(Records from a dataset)
= = =

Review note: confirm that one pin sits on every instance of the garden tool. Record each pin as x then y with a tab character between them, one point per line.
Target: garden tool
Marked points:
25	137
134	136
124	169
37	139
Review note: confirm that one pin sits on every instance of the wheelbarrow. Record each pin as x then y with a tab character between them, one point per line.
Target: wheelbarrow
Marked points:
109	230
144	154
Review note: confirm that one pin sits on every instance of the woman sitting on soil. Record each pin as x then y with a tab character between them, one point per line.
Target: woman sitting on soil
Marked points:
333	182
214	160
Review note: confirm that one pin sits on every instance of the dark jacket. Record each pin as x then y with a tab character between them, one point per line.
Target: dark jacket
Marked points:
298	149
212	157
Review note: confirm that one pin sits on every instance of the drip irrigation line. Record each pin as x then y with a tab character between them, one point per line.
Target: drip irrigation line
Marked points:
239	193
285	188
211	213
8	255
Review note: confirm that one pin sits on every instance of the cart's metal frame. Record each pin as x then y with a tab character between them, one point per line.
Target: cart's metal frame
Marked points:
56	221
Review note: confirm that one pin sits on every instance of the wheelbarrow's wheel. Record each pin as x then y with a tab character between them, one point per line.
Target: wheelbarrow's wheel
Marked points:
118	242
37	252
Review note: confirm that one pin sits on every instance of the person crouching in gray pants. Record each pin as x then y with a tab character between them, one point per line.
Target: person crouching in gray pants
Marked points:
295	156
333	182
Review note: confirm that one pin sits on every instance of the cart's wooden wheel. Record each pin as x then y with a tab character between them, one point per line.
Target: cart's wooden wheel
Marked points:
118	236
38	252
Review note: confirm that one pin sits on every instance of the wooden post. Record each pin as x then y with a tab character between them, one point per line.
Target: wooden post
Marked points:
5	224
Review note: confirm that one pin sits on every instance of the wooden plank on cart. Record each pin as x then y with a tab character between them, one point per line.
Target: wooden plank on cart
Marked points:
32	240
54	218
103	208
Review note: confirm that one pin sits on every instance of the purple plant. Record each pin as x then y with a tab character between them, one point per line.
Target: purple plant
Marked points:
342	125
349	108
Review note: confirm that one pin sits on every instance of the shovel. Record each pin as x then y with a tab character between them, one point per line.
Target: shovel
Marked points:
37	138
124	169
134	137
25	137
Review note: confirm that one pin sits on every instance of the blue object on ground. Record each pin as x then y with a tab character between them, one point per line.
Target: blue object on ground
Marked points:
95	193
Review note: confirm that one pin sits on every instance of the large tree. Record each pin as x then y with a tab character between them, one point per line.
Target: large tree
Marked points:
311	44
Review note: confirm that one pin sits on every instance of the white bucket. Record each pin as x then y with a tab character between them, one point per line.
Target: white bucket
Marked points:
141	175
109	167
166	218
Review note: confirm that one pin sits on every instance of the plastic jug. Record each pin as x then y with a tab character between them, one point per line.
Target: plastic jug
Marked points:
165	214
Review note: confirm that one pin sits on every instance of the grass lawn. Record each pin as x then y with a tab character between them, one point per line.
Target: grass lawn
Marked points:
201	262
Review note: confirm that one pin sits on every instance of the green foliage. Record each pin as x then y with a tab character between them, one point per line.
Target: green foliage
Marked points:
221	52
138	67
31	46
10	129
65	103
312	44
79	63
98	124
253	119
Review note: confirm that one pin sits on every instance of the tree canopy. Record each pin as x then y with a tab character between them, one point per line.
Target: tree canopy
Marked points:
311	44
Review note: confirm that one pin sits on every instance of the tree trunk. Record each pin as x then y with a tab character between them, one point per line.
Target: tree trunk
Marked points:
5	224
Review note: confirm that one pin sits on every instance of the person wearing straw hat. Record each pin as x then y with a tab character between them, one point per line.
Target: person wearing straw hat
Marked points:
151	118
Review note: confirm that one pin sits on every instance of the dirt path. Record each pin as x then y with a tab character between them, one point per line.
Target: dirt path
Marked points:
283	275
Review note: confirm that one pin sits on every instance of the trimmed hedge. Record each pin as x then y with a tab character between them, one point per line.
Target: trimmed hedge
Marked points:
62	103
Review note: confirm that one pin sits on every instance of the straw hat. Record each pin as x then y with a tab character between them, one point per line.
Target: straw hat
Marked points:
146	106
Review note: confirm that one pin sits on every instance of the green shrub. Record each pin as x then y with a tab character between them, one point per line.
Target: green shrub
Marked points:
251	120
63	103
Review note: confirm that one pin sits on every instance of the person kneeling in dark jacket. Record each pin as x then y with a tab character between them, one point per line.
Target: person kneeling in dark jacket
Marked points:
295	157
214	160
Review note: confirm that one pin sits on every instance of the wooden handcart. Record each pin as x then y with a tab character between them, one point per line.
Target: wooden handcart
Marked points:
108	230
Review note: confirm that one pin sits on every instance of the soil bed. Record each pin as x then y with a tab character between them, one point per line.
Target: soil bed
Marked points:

= = =

### Problem to solve
Repeat the entries above verbatim, but only from the line that has "of the wheelbarrow's" down to the line that has "of the white", inclusive.

### Final answer
Review note: confirm that one pin sits on every instance of the wheelbarrow's wheel. Record each pin as x then y with a tab character between them, one point per line.
Target: wheelbarrow's wheel
Marked points:
118	242
37	252
Review note: confirm that one pin sits on every instance of the person crouching in gray pants. Record each pin as x then y with a tab character between them, one point per line.
Target: person crouching in gray pants
Marked points:
295	156
333	182
Review note: confirm that one pin sits on every instance of the cart's wooden wheel. Record each pin as x then y with a tab character between them, one point per line.
Target: cart's wooden wheel
Marked points:
118	236
38	252
Review note: confirm that one pin sits on every instance of the wooden post. Record each pin as x then y with a tab character between them, one point per line.
Target: wooden post
Marked points:
5	224
Review note: confirm that one pin sits on every instance of the wooden plank on cart. Record each pin as x then y with a tab character between them, one point per line.
Target: wooden plank on cart
Marked points:
32	240
54	218
103	208
Review note: confirm that one pin sits on every instance of the purple plant. Record each pin as x then y with a tab character between them, one point per line.
Target: purple plant
Marked points:
342	125
349	108
Review note: confirm that one pin sits on every instance of the shovel. Record each pin as x then y with a tab character between them, one point per line.
Target: shovel
Marked points:
37	138
124	169
134	137
25	137
Review note: confirm that one pin sits on every instance of the blue object on ground. Record each pin as x then y with a tab character between them, one point per line.
Target: blue object on ground
Marked points:
95	193
Review note: confirm that one pin sits on every instance of the large tree. Record each pin as x then y with a tab character between them, one point per line.
Target: large tree
Marked points:
311	44
Review note: confirm that one pin sits on every instance of the white bucket. Record each pin as x then y with a tab character between them, one point per line.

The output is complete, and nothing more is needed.